### Document section:
Clustering Algorithms Comparison

This repository provides a framework for clustering analysis using K-Means and DBSCAN algorithms. The project demonstrates the effect of data standardization on clustering performance and includes visualizations for deeper insights into the results.

Project Overview

This project evaluates the performance of clustering algorithms on standardized and non-standardized datasets. Key objectives include:

Clustering Analysis: Compare the performance of K-Means and DBSCAN.
Impact of Standardization: Highlight how standardizing the data affects clustering results.
Visualizations: Generate plots to visualize clusters and performance metrics.

Datasets

1. `pricerunner_aggregate 2.csv`

Contains product and merchant information used for clustering.
Key Columns:
- Product ID
- Merchant ID

2. Clustered Data Outputs

non-standardize_k-means_clustered_data.csv: Results of K-Means clustering without standardization.
standardize_k-means_clustered_data.csv: Results of K-Means clustering with standardization.
dbscan_clustered_data.csv: Results of DBSCAN clustering.

Python Scripts

1. `non-standardize_k-means.py`

Performs K-Means clustering without standardizing the data.
Outputs clustering metrics and visualizations.

2. `standardize_k-means.py`

Performs K-Means clustering on standardized data.
Highlights the impact of standardization on clustering.

3. `dbscan.py`

Implements DBSCAN clustering algorithm.
Includes clustering metrics and visualizations for non-standardized data.

### What is asked:
Answer these from the clustering comparison text above:
(a) Which two key columns does the text list for `pricerunner_aggregate 2.csv`?
(b) Which output file holds the results of K-Means clustering with standardization?
(c) What kind of data are the metrics and visualizations in `dbscan.py` for?

### Listed entries:
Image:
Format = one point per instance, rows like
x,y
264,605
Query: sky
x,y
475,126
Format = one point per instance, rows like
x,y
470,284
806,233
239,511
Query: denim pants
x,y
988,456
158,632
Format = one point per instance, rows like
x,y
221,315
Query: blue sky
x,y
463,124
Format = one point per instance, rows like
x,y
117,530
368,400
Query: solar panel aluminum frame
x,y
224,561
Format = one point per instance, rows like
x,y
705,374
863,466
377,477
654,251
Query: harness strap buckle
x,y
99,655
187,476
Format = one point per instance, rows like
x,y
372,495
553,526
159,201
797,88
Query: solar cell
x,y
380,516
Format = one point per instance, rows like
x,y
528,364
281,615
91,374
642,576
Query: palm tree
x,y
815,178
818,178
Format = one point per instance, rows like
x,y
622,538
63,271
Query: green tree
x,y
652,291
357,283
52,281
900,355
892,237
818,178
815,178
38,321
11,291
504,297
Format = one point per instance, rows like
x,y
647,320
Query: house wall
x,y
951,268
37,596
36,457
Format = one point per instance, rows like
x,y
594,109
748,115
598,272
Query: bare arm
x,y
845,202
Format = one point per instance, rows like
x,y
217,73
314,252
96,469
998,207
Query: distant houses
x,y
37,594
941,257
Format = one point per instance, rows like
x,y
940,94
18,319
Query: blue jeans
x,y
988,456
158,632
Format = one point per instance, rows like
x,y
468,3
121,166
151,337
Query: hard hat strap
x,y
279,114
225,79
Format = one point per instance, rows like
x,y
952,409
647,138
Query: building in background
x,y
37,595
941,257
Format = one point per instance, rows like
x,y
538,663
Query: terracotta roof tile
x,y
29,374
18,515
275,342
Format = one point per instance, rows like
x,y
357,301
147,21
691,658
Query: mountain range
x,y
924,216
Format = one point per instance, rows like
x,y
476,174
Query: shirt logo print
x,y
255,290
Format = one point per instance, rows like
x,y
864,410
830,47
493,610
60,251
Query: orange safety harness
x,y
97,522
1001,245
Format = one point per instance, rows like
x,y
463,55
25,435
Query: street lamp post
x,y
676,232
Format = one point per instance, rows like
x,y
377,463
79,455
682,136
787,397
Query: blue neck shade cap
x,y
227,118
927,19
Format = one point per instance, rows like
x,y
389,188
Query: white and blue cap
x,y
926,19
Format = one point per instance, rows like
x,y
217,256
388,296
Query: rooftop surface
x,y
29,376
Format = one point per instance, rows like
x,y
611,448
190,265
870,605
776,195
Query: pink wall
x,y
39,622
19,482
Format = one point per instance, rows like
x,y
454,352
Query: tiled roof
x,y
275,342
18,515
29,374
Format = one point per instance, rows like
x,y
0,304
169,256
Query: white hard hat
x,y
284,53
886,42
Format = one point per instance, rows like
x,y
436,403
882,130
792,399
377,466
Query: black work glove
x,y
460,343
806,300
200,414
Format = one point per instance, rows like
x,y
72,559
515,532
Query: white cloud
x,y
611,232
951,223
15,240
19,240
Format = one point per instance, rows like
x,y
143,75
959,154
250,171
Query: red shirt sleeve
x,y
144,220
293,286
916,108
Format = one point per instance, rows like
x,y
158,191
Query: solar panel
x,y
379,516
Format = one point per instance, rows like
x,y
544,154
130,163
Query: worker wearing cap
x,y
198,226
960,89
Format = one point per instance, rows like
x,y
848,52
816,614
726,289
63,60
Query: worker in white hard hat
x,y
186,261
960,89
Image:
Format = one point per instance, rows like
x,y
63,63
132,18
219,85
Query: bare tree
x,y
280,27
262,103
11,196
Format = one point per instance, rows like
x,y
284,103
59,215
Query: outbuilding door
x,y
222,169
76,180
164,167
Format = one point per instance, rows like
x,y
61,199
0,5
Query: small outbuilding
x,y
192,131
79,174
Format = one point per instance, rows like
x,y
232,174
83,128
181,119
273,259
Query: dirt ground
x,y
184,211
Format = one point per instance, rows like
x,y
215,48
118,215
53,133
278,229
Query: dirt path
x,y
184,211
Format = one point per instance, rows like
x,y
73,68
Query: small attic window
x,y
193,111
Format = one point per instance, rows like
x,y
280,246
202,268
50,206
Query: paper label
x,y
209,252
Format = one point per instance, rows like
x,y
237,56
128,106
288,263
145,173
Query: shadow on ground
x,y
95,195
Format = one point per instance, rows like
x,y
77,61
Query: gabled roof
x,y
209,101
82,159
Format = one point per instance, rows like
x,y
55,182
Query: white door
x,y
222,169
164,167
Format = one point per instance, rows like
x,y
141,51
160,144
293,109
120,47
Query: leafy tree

### Correct output:
(a) Product ID and Merchant ID.
(b) standardize_k-means_clustered_data.csv
(c) Non-standardized data.